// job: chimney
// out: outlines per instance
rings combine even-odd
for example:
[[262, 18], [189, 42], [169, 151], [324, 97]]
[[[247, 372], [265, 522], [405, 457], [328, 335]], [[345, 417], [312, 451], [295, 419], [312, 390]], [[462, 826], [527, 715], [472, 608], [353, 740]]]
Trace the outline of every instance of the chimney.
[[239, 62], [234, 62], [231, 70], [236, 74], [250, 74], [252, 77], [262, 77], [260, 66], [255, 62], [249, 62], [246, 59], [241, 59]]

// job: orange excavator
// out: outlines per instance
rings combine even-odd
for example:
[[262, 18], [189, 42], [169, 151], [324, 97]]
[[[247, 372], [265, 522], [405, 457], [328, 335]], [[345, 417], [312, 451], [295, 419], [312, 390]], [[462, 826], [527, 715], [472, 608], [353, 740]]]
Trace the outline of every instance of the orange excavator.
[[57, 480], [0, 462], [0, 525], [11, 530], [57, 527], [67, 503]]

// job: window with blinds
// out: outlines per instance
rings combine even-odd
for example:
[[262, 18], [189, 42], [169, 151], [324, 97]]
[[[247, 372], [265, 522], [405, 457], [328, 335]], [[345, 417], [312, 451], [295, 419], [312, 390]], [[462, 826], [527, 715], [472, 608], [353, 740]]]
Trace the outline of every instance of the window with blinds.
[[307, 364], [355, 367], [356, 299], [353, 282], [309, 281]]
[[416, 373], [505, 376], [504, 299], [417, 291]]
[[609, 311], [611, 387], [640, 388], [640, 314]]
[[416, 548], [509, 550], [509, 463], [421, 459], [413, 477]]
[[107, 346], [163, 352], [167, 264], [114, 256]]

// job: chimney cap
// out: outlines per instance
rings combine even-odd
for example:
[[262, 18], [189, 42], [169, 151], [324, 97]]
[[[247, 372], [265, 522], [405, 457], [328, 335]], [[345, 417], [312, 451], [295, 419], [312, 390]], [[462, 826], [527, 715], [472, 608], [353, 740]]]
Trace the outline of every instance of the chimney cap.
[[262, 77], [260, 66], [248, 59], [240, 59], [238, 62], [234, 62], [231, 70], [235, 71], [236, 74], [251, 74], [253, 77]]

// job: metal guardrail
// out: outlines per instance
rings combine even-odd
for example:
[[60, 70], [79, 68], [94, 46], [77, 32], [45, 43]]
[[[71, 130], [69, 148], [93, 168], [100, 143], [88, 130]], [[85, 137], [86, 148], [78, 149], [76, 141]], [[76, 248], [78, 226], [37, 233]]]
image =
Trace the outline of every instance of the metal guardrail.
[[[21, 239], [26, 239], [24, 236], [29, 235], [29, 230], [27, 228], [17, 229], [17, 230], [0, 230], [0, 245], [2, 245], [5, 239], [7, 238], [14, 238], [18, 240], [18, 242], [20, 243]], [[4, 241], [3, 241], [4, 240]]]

--

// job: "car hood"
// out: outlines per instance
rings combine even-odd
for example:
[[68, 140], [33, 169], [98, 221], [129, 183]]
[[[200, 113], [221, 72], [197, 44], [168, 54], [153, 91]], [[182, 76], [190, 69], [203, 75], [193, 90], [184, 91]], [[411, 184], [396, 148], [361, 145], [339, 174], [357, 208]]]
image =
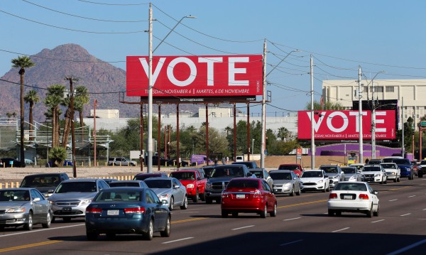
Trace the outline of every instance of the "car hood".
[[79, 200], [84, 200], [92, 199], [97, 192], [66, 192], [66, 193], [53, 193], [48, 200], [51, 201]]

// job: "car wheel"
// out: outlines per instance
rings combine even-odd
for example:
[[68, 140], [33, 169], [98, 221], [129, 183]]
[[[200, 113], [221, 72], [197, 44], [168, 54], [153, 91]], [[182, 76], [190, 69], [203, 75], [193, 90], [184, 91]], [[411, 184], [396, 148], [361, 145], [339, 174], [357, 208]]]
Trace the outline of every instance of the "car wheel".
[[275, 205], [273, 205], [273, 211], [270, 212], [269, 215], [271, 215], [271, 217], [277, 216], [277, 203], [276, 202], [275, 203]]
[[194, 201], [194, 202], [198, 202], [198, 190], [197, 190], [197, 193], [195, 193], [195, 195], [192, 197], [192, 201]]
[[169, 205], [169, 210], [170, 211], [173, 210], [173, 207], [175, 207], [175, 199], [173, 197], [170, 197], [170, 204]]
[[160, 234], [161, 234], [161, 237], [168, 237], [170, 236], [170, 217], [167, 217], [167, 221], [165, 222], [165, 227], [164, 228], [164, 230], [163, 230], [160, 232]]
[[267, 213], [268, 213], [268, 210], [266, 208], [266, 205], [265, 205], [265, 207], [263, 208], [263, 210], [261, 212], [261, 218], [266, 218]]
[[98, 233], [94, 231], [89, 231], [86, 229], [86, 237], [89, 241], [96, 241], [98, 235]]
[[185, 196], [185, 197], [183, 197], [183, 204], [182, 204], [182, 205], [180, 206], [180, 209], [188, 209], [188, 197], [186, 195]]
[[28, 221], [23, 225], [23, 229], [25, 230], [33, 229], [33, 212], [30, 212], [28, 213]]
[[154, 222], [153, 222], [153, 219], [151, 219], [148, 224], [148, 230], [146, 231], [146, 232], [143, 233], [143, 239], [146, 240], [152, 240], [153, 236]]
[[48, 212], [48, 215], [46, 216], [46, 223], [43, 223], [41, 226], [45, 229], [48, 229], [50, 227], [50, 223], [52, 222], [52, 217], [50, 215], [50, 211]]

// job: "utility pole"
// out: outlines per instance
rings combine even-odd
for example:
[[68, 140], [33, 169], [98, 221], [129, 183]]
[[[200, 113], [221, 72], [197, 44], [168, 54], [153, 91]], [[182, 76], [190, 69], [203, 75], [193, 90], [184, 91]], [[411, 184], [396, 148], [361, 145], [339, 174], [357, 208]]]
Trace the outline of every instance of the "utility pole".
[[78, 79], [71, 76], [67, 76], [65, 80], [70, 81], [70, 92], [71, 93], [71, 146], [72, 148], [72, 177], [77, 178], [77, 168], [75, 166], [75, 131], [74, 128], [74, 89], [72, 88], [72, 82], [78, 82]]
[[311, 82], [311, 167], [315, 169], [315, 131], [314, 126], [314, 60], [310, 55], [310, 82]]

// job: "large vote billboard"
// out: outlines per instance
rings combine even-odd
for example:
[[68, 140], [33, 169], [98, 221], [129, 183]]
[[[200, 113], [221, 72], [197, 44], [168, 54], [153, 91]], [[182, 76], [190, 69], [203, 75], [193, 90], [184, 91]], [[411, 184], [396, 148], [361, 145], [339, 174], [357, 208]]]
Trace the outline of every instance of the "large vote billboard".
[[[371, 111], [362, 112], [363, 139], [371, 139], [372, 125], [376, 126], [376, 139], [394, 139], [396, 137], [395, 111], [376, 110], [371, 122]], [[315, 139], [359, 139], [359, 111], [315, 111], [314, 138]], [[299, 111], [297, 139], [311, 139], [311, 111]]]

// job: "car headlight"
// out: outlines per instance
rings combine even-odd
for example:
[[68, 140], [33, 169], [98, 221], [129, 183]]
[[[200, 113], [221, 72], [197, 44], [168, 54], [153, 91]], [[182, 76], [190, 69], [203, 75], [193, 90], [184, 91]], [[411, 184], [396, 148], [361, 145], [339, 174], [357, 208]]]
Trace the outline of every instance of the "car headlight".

--

• [OBJECTIF POURSUIVI]:
Disposez en tableau Markdown, avec une colonne « Numéro » pour le rang et une colonne « Ligne » pour le texte, tout le matériel ci-dessus depuis la ligne contenant « job: metal guardrail » jusqu'à celle contenant « [[60, 70], [79, 68], [94, 46], [77, 32], [45, 43]] », ces deux lignes comprises et les lignes vides omises.

• [RÉSULTAT OBTENU]:
| Numéro | Ligne |
|---|---|
| 1 | // job: metal guardrail |
| 2 | // out: outlines per instance |
| 3 | rings combine even-odd |
| 4 | for example: |
| 5 | [[60, 70], [79, 68], [94, 46], [77, 32], [45, 43]] |